**Exercise instructions:**
Restate, word for word, every line of the data.

━━━━━ Records for the exercise

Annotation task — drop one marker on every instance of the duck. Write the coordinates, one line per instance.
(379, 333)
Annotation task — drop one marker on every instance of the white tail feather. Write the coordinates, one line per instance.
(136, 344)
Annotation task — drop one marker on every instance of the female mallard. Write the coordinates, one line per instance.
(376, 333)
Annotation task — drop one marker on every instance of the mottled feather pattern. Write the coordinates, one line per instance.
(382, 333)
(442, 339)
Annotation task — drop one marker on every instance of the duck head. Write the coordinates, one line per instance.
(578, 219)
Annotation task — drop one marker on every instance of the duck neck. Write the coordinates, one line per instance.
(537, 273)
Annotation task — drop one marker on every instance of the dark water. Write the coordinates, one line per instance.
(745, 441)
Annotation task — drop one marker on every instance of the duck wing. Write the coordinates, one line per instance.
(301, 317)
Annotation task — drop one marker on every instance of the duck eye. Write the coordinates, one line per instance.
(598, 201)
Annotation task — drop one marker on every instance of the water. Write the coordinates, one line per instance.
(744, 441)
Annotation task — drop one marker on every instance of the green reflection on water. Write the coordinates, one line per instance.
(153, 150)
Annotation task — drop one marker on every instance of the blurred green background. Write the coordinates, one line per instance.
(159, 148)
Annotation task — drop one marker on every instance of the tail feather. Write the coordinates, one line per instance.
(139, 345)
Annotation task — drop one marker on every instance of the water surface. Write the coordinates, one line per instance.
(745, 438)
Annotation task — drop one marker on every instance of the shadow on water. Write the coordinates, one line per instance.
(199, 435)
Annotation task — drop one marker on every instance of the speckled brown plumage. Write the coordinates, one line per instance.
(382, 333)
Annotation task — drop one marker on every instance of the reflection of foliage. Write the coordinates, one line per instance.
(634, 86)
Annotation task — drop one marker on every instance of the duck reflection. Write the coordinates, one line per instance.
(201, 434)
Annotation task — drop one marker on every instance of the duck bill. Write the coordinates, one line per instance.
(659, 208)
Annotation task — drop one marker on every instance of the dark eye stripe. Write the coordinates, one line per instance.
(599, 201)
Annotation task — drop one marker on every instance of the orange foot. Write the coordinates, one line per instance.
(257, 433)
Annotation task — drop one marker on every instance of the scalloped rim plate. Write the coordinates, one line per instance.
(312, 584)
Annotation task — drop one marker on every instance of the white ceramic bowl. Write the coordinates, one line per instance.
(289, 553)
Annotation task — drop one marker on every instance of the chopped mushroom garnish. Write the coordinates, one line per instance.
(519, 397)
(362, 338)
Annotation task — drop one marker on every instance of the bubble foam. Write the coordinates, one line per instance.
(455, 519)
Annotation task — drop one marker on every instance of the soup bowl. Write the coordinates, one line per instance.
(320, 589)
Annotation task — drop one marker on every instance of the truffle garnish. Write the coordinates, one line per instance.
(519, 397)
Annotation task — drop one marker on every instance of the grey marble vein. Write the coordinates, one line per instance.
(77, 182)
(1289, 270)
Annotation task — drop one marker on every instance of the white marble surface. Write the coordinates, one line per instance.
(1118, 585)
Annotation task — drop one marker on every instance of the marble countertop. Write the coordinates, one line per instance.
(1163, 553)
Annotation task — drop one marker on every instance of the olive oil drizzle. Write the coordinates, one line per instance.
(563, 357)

━━━━━━━━━━

**Result below:**
Annotation task — drop one marker on every instance of the duck. Write the coordinates, one line per instance.
(379, 333)
Annotation task — drop one marker on every instance of the white tail feather. Write the coordinates, one line per instance.
(136, 344)
Annotation task — drop one marker on every instance of the female mallard. Write the coordinates, one line per instance.
(376, 333)
Annotation task — drop one marker on every instance of the mottled feather pattern. Write the coordinates, one line per instance.
(382, 333)
(442, 339)
Annotation task — drop one marker on every instance of the duck head. Write the coordinates, one line per instance.
(578, 219)
Annotation task — drop one marker on every instance of the duck neck. Write the coordinates, one line per instance.
(537, 273)
Annotation task — drop one marker on every instance of the dark water. Write the coordinates, one line per instance.
(745, 441)
Annotation task — drop one marker on every instance of the duck wing. Write the coordinates, one line per instance.
(301, 317)
Annotation task — drop one marker on every instance of the duck eye. Write the coordinates, one line per instance.
(598, 201)
Annotation task — drop one marker on every instance of the water. Write the coordinates, one line per instance.
(744, 441)
Annotation task — drop one marker on every instance of the green reflection on water. Write the coordinates, one line per instance.
(153, 150)
Annotation task — drop one marker on every instance of the blurred green background. Write the coordinates, one line per instance.
(159, 148)
Annotation task — drop one marker on every instance of the tail feather. Write the coordinates, one line per instance.
(139, 345)
Annotation task — drop one marker on every instance of the water surface. Write the coordinates, one line per instance.
(745, 438)
Annotation task — drop one marker on every instance of the shadow on water. Write the coordinates, one line per instance.
(199, 435)
Annotation task — drop one marker on every instance of the speckled brown plumage. Write the coordinates, one line per instance.
(382, 333)
Annotation task — drop one marker on every instance of the reflection of foliage. Write the coordinates, one line per instance.
(634, 86)
Annotation task — drop one marker on every instance of the duck reflection. Write the coordinates, one line per instance.
(201, 434)
Annotation task — drop one marker on every instance of the duck bill. Write the coordinates, one line per instance.
(659, 208)
Annotation task — drop one marker on every instance of the dark eye stripe. Write the coordinates, one line per instance.
(599, 201)
Annotation task — drop one marker on every instance of the orange foot. Write the coordinates, one line per instance.
(257, 433)
Annotation task — drop one marker on every instance of the scalloped rim plate. Write the coordinates, one line per instance.
(312, 584)
Annotation task — drop one marker on every instance of the white ceramic bowl. Write the coordinates, one line per instance.
(289, 553)
Annotation task — drop one marker on every instance of the chopped mushroom garnish. Write the coordinates, one line per instance.
(519, 397)
(362, 338)
Annotation task — drop one marker on every instance of the bubble foam. Write the coordinates, one line per instance.
(455, 519)
Annotation task — drop one marker on every instance of the soup bowl. Write the coordinates, one line per instance.
(320, 589)
Annotation task — drop one marker on every instance of the truffle garnish. Write the coordinates, one line per instance.
(519, 397)
Annotation task — drop one marker on every instance of the grey marble vein. Write the coordinates, one line per instance.
(77, 182)
(1289, 270)
Annotation task — drop one marker on every instance of the white marble surface. Write the coordinates, one line per instance.
(1118, 585)
Annotation task — drop one marker on every instance of the marble countertop. Write the coordinates, one line per instance.
(1163, 553)
Annotation task — drop one marker on every instance of the olive oil drizzle. Write the coordinates, one line per instance.
(563, 357)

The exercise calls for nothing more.